EXERCISE DETAILS: All lines of the material should be given again exactly.

GIVEN RECORDS:
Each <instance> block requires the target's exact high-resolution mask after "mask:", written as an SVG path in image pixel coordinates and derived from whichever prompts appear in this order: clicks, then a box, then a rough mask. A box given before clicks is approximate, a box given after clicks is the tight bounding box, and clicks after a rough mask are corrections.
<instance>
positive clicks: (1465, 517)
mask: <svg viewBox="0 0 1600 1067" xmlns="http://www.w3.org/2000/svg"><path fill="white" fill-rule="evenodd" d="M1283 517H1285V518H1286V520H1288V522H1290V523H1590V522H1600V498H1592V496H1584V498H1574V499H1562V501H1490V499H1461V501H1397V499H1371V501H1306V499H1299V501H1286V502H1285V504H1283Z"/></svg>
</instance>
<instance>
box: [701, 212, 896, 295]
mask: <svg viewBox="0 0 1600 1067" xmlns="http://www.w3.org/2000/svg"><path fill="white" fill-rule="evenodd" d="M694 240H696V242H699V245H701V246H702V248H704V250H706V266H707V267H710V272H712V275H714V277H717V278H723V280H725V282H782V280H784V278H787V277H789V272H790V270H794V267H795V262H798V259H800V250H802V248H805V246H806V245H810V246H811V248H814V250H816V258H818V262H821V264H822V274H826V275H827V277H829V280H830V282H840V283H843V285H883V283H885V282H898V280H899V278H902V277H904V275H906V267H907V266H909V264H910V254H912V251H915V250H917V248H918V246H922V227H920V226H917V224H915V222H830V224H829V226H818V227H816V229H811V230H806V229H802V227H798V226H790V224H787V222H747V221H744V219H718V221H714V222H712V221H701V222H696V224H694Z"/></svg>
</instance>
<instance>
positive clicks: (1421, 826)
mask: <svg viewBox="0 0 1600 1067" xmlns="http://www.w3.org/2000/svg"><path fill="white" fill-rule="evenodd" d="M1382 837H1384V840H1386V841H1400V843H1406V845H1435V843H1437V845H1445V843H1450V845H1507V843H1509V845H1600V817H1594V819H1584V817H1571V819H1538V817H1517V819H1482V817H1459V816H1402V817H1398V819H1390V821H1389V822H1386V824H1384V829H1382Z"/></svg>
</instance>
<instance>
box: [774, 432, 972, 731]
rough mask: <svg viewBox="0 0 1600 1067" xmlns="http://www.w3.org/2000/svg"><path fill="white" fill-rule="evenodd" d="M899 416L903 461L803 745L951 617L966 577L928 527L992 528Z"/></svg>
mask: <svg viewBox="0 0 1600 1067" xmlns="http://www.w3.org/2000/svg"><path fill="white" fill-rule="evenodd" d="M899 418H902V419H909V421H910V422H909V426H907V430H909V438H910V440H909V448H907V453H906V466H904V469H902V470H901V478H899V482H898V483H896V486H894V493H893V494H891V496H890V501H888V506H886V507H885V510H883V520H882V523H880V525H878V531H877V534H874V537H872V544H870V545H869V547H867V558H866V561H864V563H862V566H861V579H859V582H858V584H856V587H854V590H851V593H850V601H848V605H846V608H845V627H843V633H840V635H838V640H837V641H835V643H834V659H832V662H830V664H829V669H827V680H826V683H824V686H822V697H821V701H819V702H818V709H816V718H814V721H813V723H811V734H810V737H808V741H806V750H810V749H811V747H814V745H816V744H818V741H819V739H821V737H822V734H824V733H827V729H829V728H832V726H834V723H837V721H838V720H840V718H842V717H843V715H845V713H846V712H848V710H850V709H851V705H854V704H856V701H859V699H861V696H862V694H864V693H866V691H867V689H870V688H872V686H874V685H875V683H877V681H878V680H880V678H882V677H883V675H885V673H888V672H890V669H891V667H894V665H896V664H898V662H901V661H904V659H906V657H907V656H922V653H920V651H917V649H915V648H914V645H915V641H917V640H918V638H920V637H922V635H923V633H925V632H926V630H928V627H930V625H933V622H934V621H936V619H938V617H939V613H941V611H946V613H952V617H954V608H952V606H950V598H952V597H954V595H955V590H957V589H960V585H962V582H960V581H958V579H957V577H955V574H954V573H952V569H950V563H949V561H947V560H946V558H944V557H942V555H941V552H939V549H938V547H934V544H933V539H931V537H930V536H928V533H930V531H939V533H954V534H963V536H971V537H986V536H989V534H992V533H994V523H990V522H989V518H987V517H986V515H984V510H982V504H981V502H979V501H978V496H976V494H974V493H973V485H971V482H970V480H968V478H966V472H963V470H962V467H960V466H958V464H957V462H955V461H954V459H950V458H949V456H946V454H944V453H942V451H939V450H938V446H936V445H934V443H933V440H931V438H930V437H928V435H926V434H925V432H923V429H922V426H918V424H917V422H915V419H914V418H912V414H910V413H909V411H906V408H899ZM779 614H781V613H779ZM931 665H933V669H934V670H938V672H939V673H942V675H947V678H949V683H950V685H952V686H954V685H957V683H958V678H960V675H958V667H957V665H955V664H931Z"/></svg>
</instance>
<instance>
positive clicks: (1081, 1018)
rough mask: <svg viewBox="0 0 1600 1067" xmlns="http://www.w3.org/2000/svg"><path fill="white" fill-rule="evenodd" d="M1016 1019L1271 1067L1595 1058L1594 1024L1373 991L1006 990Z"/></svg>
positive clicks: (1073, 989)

RESPONSE:
Each <instance> block requires the target's exact high-resolution mask after "mask:", written as an SVG path in image pixel coordinates and derived from whichever prompts appear in this order: clicks, then a box, then a rough mask. A box given before clicks is approximate, a box given after clicks is the tight bounding box, and clicks after a rough mask are corrections.
<instance>
positive clicks: (1465, 517)
mask: <svg viewBox="0 0 1600 1067" xmlns="http://www.w3.org/2000/svg"><path fill="white" fill-rule="evenodd" d="M1283 517H1285V518H1286V520H1288V522H1290V523H1590V522H1600V498H1592V496H1584V498H1574V499H1562V501H1490V499H1461V501H1397V499H1371V501H1306V499H1299V501H1286V502H1285V504H1283Z"/></svg>
</instance>
<instance>
box: [701, 212, 896, 295]
mask: <svg viewBox="0 0 1600 1067" xmlns="http://www.w3.org/2000/svg"><path fill="white" fill-rule="evenodd" d="M694 240H696V242H699V245H701V246H702V248H704V250H706V266H707V267H710V272H712V275H714V277H717V278H723V280H725V282H782V280H784V278H787V277H789V272H790V270H794V267H795V262H798V259H800V250H802V248H805V246H806V245H810V246H811V248H814V250H816V258H818V262H821V264H822V274H826V275H827V277H829V280H830V282H840V283H843V285H883V283H885V282H898V280H899V278H902V277H904V275H906V267H907V266H909V264H910V254H912V251H915V250H917V248H918V246H922V227H920V226H917V224H915V222H830V224H829V226H818V227H816V229H811V230H806V229H802V227H798V226H790V224H787V222H747V221H744V219H718V221H714V222H712V221H701V222H696V224H694Z"/></svg>
</instance>
<instance>
positive clicks: (1421, 826)
mask: <svg viewBox="0 0 1600 1067" xmlns="http://www.w3.org/2000/svg"><path fill="white" fill-rule="evenodd" d="M1382 837H1384V840H1386V841H1400V843H1406V845H1435V843H1437V845H1445V843H1450V845H1507V843H1509V845H1600V817H1594V819H1584V817H1571V819H1538V817H1517V819H1482V817H1459V816H1402V817H1398V819H1390V821H1389V822H1386V824H1384V829H1382Z"/></svg>
</instance>
<instance>
box: [774, 432, 972, 731]
rough mask: <svg viewBox="0 0 1600 1067" xmlns="http://www.w3.org/2000/svg"><path fill="white" fill-rule="evenodd" d="M899 416L903 461L803 745L951 617L966 577L928 527L992 528Z"/></svg>
mask: <svg viewBox="0 0 1600 1067" xmlns="http://www.w3.org/2000/svg"><path fill="white" fill-rule="evenodd" d="M899 418H902V419H909V421H910V422H909V426H907V430H909V438H910V440H909V448H907V453H906V466H904V469H902V470H901V478H899V482H898V483H896V486H894V493H893V494H891V496H890V501H888V506H886V507H885V510H883V520H882V523H880V525H878V531H877V534H874V537H872V544H870V545H869V547H867V558H866V561H864V563H862V566H861V579H859V582H858V584H856V587H854V590H851V593H850V601H848V605H846V608H845V627H843V633H840V635H838V640H837V641H835V643H834V659H832V662H830V664H829V669H827V680H826V683H824V686H822V697H821V701H819V702H818V709H816V718H814V721H813V723H811V734H810V737H808V741H806V750H810V749H811V747H814V745H816V744H818V741H819V739H821V737H822V734H824V733H827V729H829V728H832V726H834V723H837V721H838V720H840V718H842V717H843V715H845V713H846V712H848V710H850V709H851V705H854V704H856V701H859V699H861V696H862V694H864V693H866V691H867V689H870V688H872V686H874V685H875V683H877V681H878V680H880V678H882V677H883V675H885V673H888V672H890V669H891V667H894V665H896V664H898V662H901V661H904V659H906V657H907V656H922V653H920V651H917V649H915V648H914V645H915V641H917V640H918V638H920V637H922V635H923V633H925V632H926V630H928V627H930V625H933V622H934V621H936V619H938V617H939V613H941V611H946V613H952V617H954V608H952V606H950V598H952V597H954V595H955V590H957V589H960V585H962V582H960V581H958V579H957V577H955V574H954V573H952V569H950V563H949V561H947V560H946V558H944V557H942V555H941V552H939V549H938V547H934V544H933V539H931V537H930V536H928V533H930V531H939V533H954V534H963V536H971V537H986V536H989V534H992V533H994V523H990V522H989V518H987V517H986V515H984V510H982V504H981V502H979V501H978V496H976V494H974V493H973V485H971V482H970V480H968V478H966V472H963V470H962V467H960V466H958V464H957V462H955V461H954V459H950V458H949V456H946V454H944V453H942V451H939V450H938V446H936V445H934V443H933V440H931V438H930V437H928V435H926V434H925V432H923V429H922V426H918V424H917V422H915V419H914V418H912V414H910V413H909V411H906V408H899ZM779 614H781V613H779ZM931 665H933V669H934V670H938V672H939V673H942V675H947V678H949V683H950V685H952V686H954V685H957V683H958V678H960V675H958V667H957V665H955V664H931Z"/></svg>
</instance>
<instance>
positive clicks: (1081, 1018)
rough mask: <svg viewBox="0 0 1600 1067" xmlns="http://www.w3.org/2000/svg"><path fill="white" fill-rule="evenodd" d="M1016 1019L1271 1067L1595 1058L1594 1024L1373 991L1006 990Z"/></svg>
positive clicks: (1073, 989)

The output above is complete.